How to complete this task.
A word-for-word transcript of every entry is required.
Records for processing Block Start
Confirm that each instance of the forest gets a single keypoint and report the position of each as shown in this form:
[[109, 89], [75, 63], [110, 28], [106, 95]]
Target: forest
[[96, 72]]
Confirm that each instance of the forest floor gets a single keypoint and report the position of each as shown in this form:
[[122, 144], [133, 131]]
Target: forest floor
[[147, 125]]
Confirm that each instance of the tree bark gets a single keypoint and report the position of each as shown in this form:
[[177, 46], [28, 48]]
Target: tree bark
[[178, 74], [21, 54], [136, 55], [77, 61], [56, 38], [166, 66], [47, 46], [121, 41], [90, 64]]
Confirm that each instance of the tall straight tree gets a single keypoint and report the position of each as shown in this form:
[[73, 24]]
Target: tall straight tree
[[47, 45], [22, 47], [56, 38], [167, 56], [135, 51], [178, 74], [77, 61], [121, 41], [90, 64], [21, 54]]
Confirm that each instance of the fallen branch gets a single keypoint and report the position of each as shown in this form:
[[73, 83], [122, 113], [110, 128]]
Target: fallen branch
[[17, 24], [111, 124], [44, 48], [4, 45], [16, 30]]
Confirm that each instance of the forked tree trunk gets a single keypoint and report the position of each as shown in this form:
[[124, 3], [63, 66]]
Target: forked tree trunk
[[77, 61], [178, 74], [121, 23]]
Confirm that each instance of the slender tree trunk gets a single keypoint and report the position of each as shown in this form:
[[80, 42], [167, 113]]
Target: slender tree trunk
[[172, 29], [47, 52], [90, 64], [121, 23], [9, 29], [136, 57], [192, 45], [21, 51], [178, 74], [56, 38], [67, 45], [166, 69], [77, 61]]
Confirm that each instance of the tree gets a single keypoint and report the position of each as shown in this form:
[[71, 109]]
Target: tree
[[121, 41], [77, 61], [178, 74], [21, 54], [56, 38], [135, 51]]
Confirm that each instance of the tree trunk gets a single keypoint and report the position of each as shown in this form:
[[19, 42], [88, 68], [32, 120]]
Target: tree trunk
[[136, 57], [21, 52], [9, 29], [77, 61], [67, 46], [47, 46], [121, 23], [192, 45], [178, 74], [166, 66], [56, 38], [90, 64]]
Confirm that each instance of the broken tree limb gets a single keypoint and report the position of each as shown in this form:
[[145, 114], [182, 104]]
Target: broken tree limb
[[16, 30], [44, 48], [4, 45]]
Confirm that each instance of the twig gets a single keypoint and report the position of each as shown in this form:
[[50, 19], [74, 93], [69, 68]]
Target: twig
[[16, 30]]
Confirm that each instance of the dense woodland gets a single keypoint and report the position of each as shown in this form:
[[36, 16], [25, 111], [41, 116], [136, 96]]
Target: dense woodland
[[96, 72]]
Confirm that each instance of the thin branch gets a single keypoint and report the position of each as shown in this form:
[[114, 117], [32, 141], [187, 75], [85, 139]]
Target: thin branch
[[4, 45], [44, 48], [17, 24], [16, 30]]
Records for processing Block End
Task solution.
Confirm that each instance of the forest gets a single keypoint and report the position of each as shown in this form:
[[109, 89], [75, 63], [110, 28], [106, 95]]
Target: forest
[[96, 72]]
Confirm that each instance of the forest floor gets a single keypoint and report the position of each as shown in this form:
[[122, 144], [133, 131]]
Target: forest floor
[[147, 125]]
Confirm that each instance of the tree bark gets a single keypoint and report the position of each as shown in this form:
[[177, 46], [28, 48]]
Target: tree bark
[[178, 74], [21, 54], [136, 55], [77, 61], [56, 38], [166, 66], [47, 46], [121, 41], [90, 64]]
Confirm that each instance of the tall straight tree gets a single keypoint and report the position of each as shown in this form:
[[73, 24]]
Target: tall straight tree
[[47, 45], [22, 47], [56, 38], [167, 56], [135, 51], [178, 74], [77, 61], [121, 41], [90, 64], [21, 54]]
Confirm that each instance of the fallen branch gets a single keypoint and report the position of each as shown in this form:
[[73, 83], [122, 113], [110, 128]]
Target: fallen branch
[[17, 24], [111, 124], [44, 48], [4, 45], [16, 30]]
Confirm that each instance of the forked tree trunk gets a single keypoint and report the position of each as shown in this form:
[[124, 3], [63, 66]]
Target: forked tree trunk
[[77, 61], [178, 74], [121, 23]]
Confirm that each instance of the slender tree trunk gets a single keypoint and report the position of each as shown in this form:
[[80, 42], [167, 113]]
Target: slender tree trunk
[[172, 29], [47, 52], [90, 64], [121, 23], [9, 29], [136, 57], [192, 45], [21, 51], [178, 74], [56, 38], [67, 45], [166, 69], [77, 61]]
Confirm that each instance of the tree gets a single keypoint and report the position of each as shown in this form:
[[71, 109]]
Target: tree
[[121, 41], [77, 61], [178, 74], [21, 54], [56, 38], [135, 51]]
Confirm that each instance of the tree trunk gets a single keypoint and report the position of each as shown in this form:
[[19, 42], [88, 68], [32, 120]]
Target: tree trunk
[[136, 57], [21, 52], [9, 29], [77, 61], [67, 46], [47, 46], [121, 23], [192, 45], [178, 74], [166, 66], [56, 38], [90, 64]]
Confirm that each instance of the broken tree limb gets a single keypoint and report the position of each as shown in this form:
[[145, 114], [182, 104]]
Target: broken tree limb
[[16, 30], [44, 48], [4, 45]]
Confirm that each instance of the twig gets a single keypoint and report the position of each as shown in this form:
[[50, 19], [74, 93], [69, 68]]
Target: twig
[[16, 30]]
Confirm that each instance of the dense woodland gets a single keypoint and report the position of each as shown in this form:
[[36, 16], [25, 111], [41, 116], [136, 96]]
Target: dense woodland
[[96, 72]]
Confirm that each instance of the thin branch gets a single keypoint and report the position of each as shown in this form:
[[114, 117], [32, 141], [187, 75], [85, 139]]
Target: thin branch
[[4, 45], [44, 48], [17, 24], [16, 30]]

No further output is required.